Text section:
===============

Valeant Pharmaceuticals shares fall as it lowers guidance for 2017
MONTREAL — Shares in Valeant Pharmaceuticals tumbled Tuesday after the drugmaker warned revenues and profits will drop more than analysts had anticipated for this year.
The company’s stock fell 9.5 per cent, losing $2.06 at $19.88 in midday trading on the Toronto Stock Exchange.
Valeant (TSX:VRX) said its earnings before interest, tax, depreciation and amortization (EBITDA) are projected to decline by more than 14 per cent to a range of US$3.55 billion and US$3.7 billion for 2017. Analysts had forecasted EBITDA of US$3.9 billion.
Revenue is expected to range between US$8.9 billion to US$9.1 billion this year, down from US$9.67 billion last year.
The guidance doesn’t include the effect of the sale announced in January of its skincare assets to L’Oreal and its interest in Dendreon Pharmaceuticals to a privately owned Chinese conglomerate, Sanpower Group.
The loss of patent protection on several medications and the sale of certain other products are expected to leave a big dent on Valeant over the coming years, reducing revenues by US$785 million and cutting profits by US$715 million this year.

===============

Point localization data:
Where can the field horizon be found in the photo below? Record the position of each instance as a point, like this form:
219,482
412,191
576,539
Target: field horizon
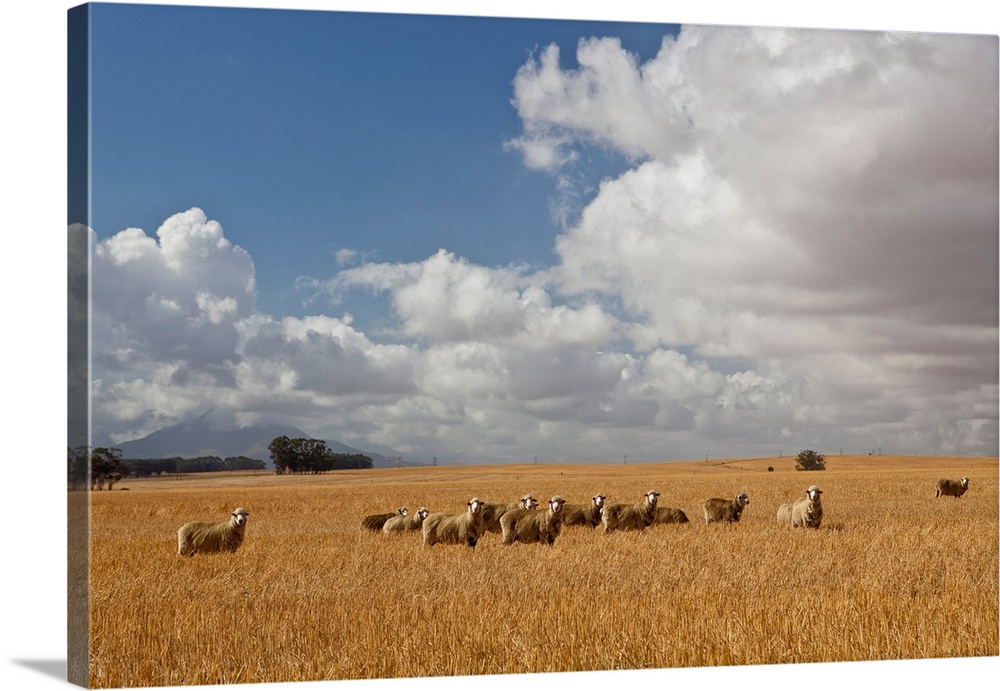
893,573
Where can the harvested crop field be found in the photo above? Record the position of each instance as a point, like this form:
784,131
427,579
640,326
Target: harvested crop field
892,573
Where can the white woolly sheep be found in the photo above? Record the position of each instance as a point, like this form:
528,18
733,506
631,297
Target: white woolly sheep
952,488
493,511
529,525
639,516
226,536
375,521
666,514
455,529
400,524
804,512
584,514
724,510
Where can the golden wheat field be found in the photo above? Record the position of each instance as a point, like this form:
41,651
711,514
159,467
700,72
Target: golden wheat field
894,573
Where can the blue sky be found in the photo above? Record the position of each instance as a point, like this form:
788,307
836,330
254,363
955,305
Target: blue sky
490,239
310,132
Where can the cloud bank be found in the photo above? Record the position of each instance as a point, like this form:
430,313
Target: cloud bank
802,253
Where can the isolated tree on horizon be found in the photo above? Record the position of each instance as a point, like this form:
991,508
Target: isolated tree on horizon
810,460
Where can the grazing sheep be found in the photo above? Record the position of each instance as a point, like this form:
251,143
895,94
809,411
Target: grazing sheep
723,510
666,514
492,511
528,525
584,514
630,516
455,529
804,512
377,520
400,524
952,488
226,536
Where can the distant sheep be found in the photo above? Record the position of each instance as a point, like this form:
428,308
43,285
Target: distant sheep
492,511
630,516
666,514
952,488
584,514
377,520
804,512
528,525
724,510
226,536
401,524
455,529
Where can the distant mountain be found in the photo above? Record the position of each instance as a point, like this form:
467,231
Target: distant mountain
199,438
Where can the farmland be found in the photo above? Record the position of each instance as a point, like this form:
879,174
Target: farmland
892,574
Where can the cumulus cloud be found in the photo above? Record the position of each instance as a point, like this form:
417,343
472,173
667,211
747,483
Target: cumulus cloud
802,253
820,205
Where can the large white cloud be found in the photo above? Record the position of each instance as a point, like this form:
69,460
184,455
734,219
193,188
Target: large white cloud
820,205
802,253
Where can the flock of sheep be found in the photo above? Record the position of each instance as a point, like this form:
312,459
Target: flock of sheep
522,521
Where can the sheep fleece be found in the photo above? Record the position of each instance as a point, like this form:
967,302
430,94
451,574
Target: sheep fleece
226,536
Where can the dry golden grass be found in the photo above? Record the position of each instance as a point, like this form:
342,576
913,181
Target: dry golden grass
893,574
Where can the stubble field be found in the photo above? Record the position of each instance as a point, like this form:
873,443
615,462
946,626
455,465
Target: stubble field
894,573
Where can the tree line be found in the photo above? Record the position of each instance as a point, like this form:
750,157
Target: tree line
107,466
103,467
301,455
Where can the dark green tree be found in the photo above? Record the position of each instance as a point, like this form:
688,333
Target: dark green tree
78,461
105,467
810,460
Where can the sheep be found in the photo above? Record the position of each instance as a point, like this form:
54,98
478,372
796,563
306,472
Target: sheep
377,520
455,529
528,525
804,512
584,514
492,511
226,536
952,488
723,510
630,516
666,514
399,524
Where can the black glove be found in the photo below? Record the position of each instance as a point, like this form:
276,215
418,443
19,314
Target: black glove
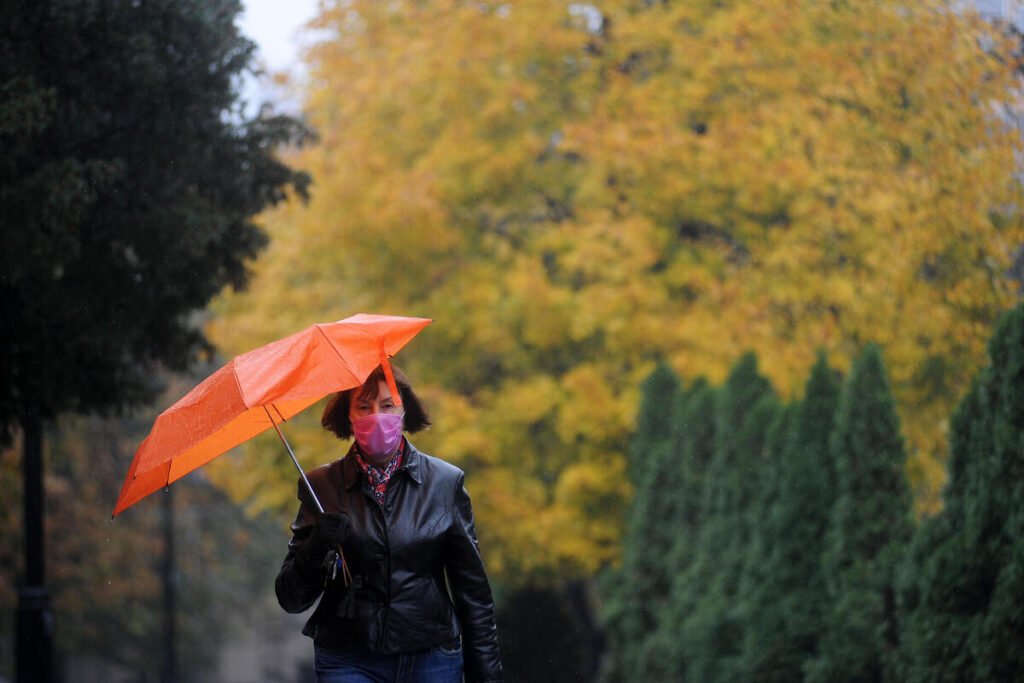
331,529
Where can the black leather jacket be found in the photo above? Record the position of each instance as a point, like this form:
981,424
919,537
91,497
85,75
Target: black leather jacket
399,556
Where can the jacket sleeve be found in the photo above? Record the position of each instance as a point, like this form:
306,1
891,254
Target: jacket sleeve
301,578
471,593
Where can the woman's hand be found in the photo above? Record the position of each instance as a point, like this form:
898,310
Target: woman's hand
331,530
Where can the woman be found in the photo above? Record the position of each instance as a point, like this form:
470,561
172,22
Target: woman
393,557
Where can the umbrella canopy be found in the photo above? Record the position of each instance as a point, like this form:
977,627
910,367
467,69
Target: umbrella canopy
257,390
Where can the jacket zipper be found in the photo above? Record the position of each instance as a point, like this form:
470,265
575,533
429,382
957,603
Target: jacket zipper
387,575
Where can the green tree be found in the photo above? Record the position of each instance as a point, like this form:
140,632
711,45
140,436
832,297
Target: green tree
786,612
130,181
711,627
663,658
963,581
869,526
632,592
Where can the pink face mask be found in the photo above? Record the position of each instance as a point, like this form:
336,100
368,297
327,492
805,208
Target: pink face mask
378,433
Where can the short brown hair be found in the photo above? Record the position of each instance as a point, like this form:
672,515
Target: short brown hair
336,414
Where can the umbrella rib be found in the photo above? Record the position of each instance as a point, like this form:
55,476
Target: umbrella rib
335,349
238,383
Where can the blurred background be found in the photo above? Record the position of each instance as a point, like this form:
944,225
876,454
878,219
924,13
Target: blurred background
728,332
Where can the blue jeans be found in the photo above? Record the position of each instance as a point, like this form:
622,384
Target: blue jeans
438,665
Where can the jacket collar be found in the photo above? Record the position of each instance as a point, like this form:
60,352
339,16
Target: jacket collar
411,464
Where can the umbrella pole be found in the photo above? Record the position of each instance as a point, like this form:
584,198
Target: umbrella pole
295,460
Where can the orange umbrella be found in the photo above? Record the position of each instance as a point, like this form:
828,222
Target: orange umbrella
260,389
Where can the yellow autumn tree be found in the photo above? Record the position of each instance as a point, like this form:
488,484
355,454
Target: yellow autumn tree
576,189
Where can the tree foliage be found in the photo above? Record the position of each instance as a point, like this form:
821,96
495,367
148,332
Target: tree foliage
785,605
870,524
573,190
705,603
129,180
633,591
963,584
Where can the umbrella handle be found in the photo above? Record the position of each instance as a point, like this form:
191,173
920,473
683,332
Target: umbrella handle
294,460
345,573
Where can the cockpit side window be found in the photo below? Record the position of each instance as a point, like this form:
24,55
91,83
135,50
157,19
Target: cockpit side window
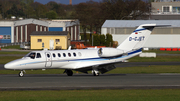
38,55
32,55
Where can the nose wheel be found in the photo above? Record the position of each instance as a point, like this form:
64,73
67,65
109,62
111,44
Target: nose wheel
21,74
95,72
68,72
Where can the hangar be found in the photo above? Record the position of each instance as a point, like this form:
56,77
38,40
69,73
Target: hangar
19,30
50,40
167,37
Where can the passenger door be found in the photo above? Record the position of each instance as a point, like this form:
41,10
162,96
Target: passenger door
48,60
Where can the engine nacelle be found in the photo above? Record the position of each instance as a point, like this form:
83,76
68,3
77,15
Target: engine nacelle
109,52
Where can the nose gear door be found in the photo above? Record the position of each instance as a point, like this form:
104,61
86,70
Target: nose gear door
48,60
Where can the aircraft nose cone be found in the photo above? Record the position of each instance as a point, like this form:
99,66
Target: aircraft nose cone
8,66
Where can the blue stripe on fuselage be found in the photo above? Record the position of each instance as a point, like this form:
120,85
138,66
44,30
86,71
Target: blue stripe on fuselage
139,30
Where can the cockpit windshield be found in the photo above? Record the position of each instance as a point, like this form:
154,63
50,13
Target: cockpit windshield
31,55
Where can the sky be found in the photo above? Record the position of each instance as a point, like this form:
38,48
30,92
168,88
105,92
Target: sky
63,1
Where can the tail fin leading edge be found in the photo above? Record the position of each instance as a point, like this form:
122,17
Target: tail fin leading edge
138,38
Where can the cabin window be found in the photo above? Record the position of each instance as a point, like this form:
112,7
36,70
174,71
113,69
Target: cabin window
57,40
64,54
48,55
59,55
74,54
38,55
79,53
54,55
32,55
69,54
39,40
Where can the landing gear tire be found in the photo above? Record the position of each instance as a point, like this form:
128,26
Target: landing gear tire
21,74
69,72
95,74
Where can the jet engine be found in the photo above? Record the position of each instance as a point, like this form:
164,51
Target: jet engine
109,52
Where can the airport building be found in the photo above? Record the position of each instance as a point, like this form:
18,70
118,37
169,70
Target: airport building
167,37
50,40
20,30
165,10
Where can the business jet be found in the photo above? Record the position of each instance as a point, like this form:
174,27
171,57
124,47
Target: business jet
97,60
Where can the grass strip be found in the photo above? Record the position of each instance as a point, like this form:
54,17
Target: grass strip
14,52
12,47
92,95
124,70
157,59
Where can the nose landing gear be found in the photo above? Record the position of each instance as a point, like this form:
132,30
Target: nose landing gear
68,72
21,74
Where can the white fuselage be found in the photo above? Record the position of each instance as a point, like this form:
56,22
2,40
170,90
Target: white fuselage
66,59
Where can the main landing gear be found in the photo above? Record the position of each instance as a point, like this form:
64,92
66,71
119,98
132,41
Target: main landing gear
95,72
68,72
21,74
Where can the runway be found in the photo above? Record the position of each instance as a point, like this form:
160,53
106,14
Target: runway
131,64
83,81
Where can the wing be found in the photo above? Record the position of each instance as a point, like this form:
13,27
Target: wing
101,68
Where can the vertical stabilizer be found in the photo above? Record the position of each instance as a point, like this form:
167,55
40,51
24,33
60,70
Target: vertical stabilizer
137,38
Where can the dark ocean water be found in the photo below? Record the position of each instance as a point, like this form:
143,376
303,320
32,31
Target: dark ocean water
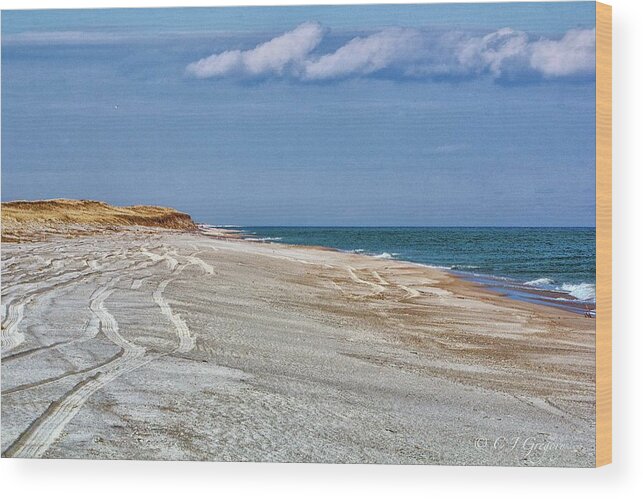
556,266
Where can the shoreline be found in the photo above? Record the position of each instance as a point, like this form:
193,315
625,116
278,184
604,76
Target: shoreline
240,351
501,285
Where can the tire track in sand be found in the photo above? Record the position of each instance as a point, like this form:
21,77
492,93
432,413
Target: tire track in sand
48,427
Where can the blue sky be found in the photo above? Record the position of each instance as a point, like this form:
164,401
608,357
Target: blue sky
461,114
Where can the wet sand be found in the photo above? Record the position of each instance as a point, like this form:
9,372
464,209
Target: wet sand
158,344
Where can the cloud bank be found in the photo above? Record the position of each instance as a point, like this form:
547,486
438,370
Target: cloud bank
506,54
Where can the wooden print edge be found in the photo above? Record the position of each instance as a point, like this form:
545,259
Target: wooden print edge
603,234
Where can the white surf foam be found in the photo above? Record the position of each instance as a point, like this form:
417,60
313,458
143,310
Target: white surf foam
543,281
385,255
583,291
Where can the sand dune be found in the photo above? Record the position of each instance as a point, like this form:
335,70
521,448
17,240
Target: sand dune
34,220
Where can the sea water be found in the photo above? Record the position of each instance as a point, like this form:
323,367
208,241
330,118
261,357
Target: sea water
555,266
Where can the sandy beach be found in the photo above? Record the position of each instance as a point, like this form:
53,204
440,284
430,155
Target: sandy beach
158,344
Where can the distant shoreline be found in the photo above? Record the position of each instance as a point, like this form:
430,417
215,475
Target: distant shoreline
503,286
328,356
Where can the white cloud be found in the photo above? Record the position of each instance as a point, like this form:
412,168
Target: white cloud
494,52
363,56
407,53
271,57
574,53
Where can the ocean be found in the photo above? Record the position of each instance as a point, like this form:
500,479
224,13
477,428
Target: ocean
552,266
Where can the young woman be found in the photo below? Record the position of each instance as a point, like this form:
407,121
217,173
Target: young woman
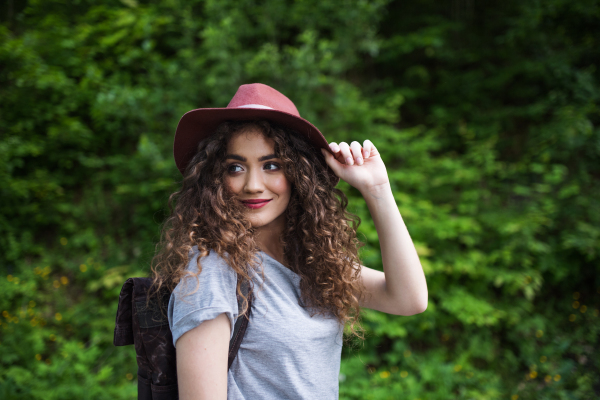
258,206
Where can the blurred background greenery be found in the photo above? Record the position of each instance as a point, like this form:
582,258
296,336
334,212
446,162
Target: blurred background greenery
486,114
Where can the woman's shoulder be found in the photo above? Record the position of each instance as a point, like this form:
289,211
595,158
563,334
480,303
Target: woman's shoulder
208,266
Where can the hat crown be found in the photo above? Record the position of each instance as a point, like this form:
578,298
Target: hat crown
257,94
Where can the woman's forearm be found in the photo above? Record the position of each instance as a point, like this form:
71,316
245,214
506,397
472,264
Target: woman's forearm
405,283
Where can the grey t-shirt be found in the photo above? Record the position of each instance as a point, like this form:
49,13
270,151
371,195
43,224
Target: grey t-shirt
286,353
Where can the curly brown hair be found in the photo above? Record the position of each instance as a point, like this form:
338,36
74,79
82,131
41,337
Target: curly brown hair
319,239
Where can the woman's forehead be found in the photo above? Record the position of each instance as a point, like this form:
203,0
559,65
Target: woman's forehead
250,140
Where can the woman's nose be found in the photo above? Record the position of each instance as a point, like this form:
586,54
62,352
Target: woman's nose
254,182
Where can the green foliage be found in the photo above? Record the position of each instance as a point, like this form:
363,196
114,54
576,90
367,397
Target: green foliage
486,116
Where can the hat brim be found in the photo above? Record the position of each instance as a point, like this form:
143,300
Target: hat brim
196,125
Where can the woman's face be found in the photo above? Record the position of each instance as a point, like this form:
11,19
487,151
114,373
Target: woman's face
255,175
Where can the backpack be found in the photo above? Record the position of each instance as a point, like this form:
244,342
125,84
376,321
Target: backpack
147,328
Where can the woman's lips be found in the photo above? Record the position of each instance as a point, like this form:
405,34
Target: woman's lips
255,203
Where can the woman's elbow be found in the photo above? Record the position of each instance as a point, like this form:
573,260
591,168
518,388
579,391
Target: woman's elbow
418,306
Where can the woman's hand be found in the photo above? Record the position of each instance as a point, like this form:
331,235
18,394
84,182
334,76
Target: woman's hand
360,166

===============

Work instructions:
#1 What EBITDA figure had analysts forecast for Valeant for 2017, according to the Valeant article?
#2 Reproduce word for word the passage of the Valeant article that begins at the words "The guidance doesn’t" and stops after "conglomerate, Sanpower Group.".

Solutions to the problems:
#1 US$3.9 billion

#2
The guidance doesn’t include the effect of the sale announced in January of its skincare assets to L’Oreal and its interest in Dendreon Pharmaceuticals to a privately owned Chinese conglomerate, Sanpower Group.